:: Short problem ::
Omit all pictures. Copy the rest of the material exactly.

:: Items ::

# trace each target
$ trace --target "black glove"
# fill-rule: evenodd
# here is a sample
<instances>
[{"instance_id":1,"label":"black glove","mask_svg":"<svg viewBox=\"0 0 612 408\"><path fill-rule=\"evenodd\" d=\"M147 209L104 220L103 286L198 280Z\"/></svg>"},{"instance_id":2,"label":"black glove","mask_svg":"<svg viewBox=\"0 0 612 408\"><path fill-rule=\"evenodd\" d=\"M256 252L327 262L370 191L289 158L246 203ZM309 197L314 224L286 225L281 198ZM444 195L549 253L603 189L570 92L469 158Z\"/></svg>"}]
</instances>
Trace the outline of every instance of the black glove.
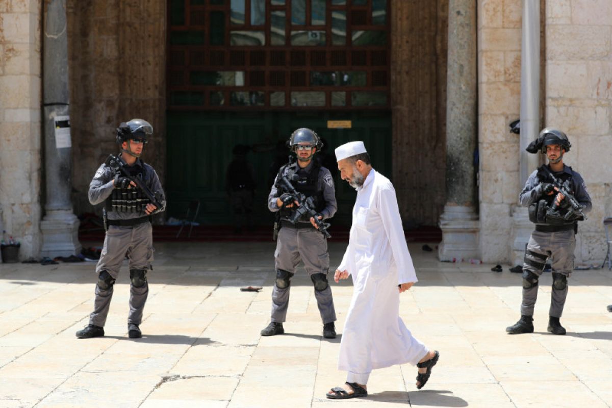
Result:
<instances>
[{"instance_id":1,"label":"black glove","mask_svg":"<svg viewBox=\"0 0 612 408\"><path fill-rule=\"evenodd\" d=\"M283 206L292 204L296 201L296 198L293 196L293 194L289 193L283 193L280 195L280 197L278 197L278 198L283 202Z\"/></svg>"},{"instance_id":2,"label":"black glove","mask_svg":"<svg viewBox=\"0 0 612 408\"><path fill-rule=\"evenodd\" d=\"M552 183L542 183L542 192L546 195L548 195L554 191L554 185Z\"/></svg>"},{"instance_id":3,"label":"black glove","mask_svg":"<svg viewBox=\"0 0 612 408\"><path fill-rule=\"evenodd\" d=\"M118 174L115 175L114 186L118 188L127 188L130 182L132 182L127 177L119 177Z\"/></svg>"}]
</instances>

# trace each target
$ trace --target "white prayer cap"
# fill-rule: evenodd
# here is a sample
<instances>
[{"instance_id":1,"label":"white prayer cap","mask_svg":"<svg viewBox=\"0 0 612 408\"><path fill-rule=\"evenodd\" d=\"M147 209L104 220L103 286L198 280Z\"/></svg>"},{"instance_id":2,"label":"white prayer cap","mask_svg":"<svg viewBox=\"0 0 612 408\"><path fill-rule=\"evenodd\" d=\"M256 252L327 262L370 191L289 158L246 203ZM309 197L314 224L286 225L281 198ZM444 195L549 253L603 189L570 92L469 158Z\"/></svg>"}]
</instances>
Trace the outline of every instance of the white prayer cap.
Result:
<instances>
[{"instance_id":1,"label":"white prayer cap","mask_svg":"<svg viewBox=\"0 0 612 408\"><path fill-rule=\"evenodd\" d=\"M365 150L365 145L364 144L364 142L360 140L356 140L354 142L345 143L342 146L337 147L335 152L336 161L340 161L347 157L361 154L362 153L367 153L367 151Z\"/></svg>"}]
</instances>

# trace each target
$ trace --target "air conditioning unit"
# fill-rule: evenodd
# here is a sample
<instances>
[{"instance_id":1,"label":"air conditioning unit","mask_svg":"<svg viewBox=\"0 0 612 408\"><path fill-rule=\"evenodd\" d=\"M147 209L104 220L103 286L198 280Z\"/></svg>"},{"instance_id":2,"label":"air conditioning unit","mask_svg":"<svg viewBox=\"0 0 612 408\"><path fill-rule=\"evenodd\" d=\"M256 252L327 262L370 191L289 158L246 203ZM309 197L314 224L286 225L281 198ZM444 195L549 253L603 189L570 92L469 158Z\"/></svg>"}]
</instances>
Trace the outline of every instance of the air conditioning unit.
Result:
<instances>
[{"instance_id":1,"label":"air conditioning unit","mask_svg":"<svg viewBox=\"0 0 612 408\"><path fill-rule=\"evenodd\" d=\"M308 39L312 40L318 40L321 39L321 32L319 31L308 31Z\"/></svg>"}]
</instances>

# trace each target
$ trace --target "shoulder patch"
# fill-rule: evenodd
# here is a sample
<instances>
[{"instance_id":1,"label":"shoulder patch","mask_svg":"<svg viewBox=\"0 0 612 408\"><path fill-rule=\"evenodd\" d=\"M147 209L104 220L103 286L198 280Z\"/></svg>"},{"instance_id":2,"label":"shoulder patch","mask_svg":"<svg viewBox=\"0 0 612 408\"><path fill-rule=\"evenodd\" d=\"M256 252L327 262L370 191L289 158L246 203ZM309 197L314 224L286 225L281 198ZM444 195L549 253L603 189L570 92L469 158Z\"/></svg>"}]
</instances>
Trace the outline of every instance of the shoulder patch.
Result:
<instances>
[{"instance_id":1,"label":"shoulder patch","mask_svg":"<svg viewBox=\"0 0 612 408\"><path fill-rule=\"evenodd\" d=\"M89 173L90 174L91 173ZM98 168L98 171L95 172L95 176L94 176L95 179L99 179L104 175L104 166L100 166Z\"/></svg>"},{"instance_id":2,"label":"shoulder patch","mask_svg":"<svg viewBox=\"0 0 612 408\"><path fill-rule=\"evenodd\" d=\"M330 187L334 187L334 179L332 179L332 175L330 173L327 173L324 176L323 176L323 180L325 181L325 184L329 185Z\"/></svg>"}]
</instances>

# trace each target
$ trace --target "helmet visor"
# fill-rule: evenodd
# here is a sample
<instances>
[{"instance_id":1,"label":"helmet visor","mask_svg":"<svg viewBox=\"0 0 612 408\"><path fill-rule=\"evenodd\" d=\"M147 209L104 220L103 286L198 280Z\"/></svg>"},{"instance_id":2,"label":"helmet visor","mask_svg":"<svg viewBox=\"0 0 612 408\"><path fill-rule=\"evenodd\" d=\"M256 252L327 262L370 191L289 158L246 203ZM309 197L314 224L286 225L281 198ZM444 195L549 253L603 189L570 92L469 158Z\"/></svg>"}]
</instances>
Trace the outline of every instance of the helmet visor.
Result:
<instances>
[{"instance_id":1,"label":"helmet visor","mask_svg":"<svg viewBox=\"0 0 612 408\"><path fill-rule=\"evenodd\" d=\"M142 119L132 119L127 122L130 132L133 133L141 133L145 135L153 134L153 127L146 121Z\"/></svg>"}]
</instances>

:::

:: Answer to the exercise ::
# trace each target
$ trace --target "black glove"
# fill-rule: evenodd
# here is a sample
<instances>
[{"instance_id":1,"label":"black glove","mask_svg":"<svg viewBox=\"0 0 612 408\"><path fill-rule=\"evenodd\" d=\"M147 209L104 220L103 286L198 280Z\"/></svg>"},{"instance_id":2,"label":"black glove","mask_svg":"<svg viewBox=\"0 0 612 408\"><path fill-rule=\"evenodd\" d=\"M256 252L327 262L370 191L289 158L246 203ZM309 197L314 224L286 225L281 198ZM444 195L549 253L603 189L570 92L469 158Z\"/></svg>"}]
</instances>
Trace the outline of every instance of the black glove.
Result:
<instances>
[{"instance_id":1,"label":"black glove","mask_svg":"<svg viewBox=\"0 0 612 408\"><path fill-rule=\"evenodd\" d=\"M283 206L292 204L296 201L296 198L293 196L293 194L289 193L283 193L280 195L280 197L278 197L278 198L283 202Z\"/></svg>"},{"instance_id":2,"label":"black glove","mask_svg":"<svg viewBox=\"0 0 612 408\"><path fill-rule=\"evenodd\" d=\"M552 183L542 183L542 192L546 195L548 195L554 191L554 185Z\"/></svg>"},{"instance_id":3,"label":"black glove","mask_svg":"<svg viewBox=\"0 0 612 408\"><path fill-rule=\"evenodd\" d=\"M118 174L115 175L114 186L118 188L127 188L130 182L132 182L127 177L119 177Z\"/></svg>"}]
</instances>

# trace each target
$ trace --target "white prayer cap"
# fill-rule: evenodd
# here is a sample
<instances>
[{"instance_id":1,"label":"white prayer cap","mask_svg":"<svg viewBox=\"0 0 612 408\"><path fill-rule=\"evenodd\" d=\"M147 209L104 220L103 286L198 280Z\"/></svg>"},{"instance_id":2,"label":"white prayer cap","mask_svg":"<svg viewBox=\"0 0 612 408\"><path fill-rule=\"evenodd\" d=\"M256 252L327 262L370 191L289 158L246 203ZM309 197L314 224L286 225L281 198ZM444 195L549 253L603 189L570 92L469 158Z\"/></svg>"}]
</instances>
Trace the outline of every instance of the white prayer cap.
Result:
<instances>
[{"instance_id":1,"label":"white prayer cap","mask_svg":"<svg viewBox=\"0 0 612 408\"><path fill-rule=\"evenodd\" d=\"M365 150L365 145L364 144L364 142L360 140L356 140L354 142L345 143L342 146L337 147L335 152L336 161L340 161L347 157L361 154L362 153L367 153L367 151Z\"/></svg>"}]
</instances>

# trace each target
$ trace --target "air conditioning unit"
# fill-rule: evenodd
# here is a sample
<instances>
[{"instance_id":1,"label":"air conditioning unit","mask_svg":"<svg viewBox=\"0 0 612 408\"><path fill-rule=\"evenodd\" d=\"M147 209L104 220L103 286L198 280Z\"/></svg>"},{"instance_id":2,"label":"air conditioning unit","mask_svg":"<svg viewBox=\"0 0 612 408\"><path fill-rule=\"evenodd\" d=\"M256 252L327 262L370 191L289 158L246 203ZM309 197L314 224L286 225L281 198ZM444 195L549 253L603 189L570 92L469 158Z\"/></svg>"}]
</instances>
Trace the outline of every instance of the air conditioning unit.
Result:
<instances>
[{"instance_id":1,"label":"air conditioning unit","mask_svg":"<svg viewBox=\"0 0 612 408\"><path fill-rule=\"evenodd\" d=\"M308 39L312 40L318 40L321 39L321 32L319 31L308 31Z\"/></svg>"}]
</instances>

# trace each target
$ trace --target "shoulder patch"
# fill-rule: evenodd
# here is a sample
<instances>
[{"instance_id":1,"label":"shoulder patch","mask_svg":"<svg viewBox=\"0 0 612 408\"><path fill-rule=\"evenodd\" d=\"M147 209L104 220L103 286L198 280Z\"/></svg>"},{"instance_id":2,"label":"shoulder patch","mask_svg":"<svg viewBox=\"0 0 612 408\"><path fill-rule=\"evenodd\" d=\"M256 252L327 262L370 191L289 158L246 203ZM309 197L314 224L286 225L281 198ZM444 195L549 253L603 189L570 92L469 158Z\"/></svg>"}]
</instances>
Trace the outline of every instance of the shoulder patch.
Result:
<instances>
[{"instance_id":1,"label":"shoulder patch","mask_svg":"<svg viewBox=\"0 0 612 408\"><path fill-rule=\"evenodd\" d=\"M89 173L90 174L91 173ZM98 168L98 171L95 172L95 176L94 176L95 179L99 179L104 175L104 166L100 166Z\"/></svg>"},{"instance_id":2,"label":"shoulder patch","mask_svg":"<svg viewBox=\"0 0 612 408\"><path fill-rule=\"evenodd\" d=\"M330 187L334 187L334 179L332 179L332 175L330 173L327 173L324 176L323 176L323 180L325 181L325 184L329 185Z\"/></svg>"}]
</instances>

# trace each target
$ trace --target "helmet visor"
# fill-rule: evenodd
# here is a sample
<instances>
[{"instance_id":1,"label":"helmet visor","mask_svg":"<svg viewBox=\"0 0 612 408\"><path fill-rule=\"evenodd\" d=\"M147 209L104 220L103 286L198 280Z\"/></svg>"},{"instance_id":2,"label":"helmet visor","mask_svg":"<svg viewBox=\"0 0 612 408\"><path fill-rule=\"evenodd\" d=\"M256 252L327 262L370 191L289 158L246 203ZM309 197L314 224L286 225L281 198ZM444 195L549 253L603 189L570 92L469 158Z\"/></svg>"}]
</instances>
Trace the outline of every instance of the helmet visor.
Result:
<instances>
[{"instance_id":1,"label":"helmet visor","mask_svg":"<svg viewBox=\"0 0 612 408\"><path fill-rule=\"evenodd\" d=\"M142 119L132 119L127 122L130 132L133 133L141 133L145 135L153 134L153 127L146 121Z\"/></svg>"}]
</instances>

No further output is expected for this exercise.